• _Passage provided_:
Re: [orientdb] Schema driven serialization #1890

Steve Wed, 19 Feb 2014 03:54:54 -0800

Hi Luca,

I'll give it a go with the real ODB code.  The reason I didn't is
because I'm actually quite new to ODB even as an end user but your
instructions will set me in the right direction.  Most of my experience
with data serialization formats has been with Bitcoin which was mostly
for network protocol use cases rather than big-data storage.  But that
was also a high performance scenario so I guess there are a lot of
parallels.


On 19/02/14 21:33, Luca Garulli wrote:
> Hi Steve,
> sorry for such delay.
>
> I like your ideas, I think this is the right direction. varint8 e
> varint16 could be a good way to save space, but we should consider
> when this slows down some use cases, like partial field loading.
>
> About the POC you created I think it would be much more useful if you
> play with real documents. It's easy and you could push it to a
> separate branch to let to us and other developers to contribute &
> test. WDYT?

• _Written task_: List every all-capital abbreviation that appears in the forum thread above.

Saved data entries

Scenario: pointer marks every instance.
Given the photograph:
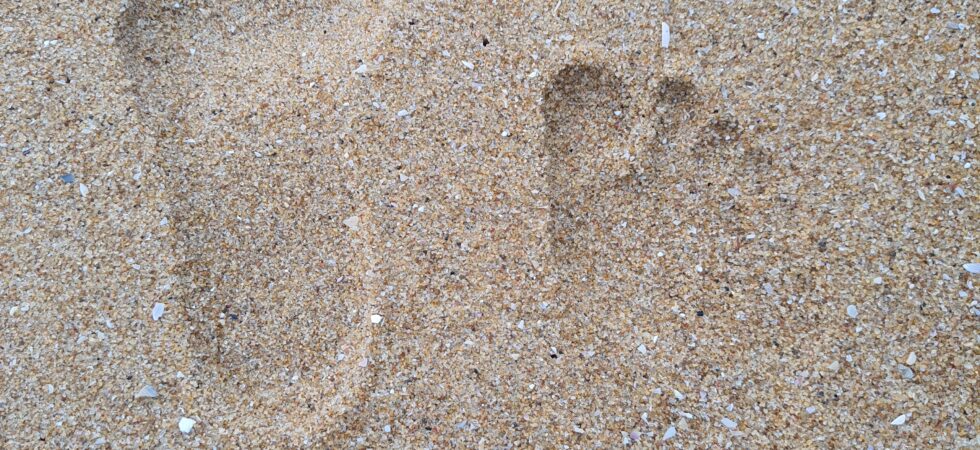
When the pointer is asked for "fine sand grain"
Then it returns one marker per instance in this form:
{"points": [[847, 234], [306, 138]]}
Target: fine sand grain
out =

• _Task output_: ODB, POC, WDYT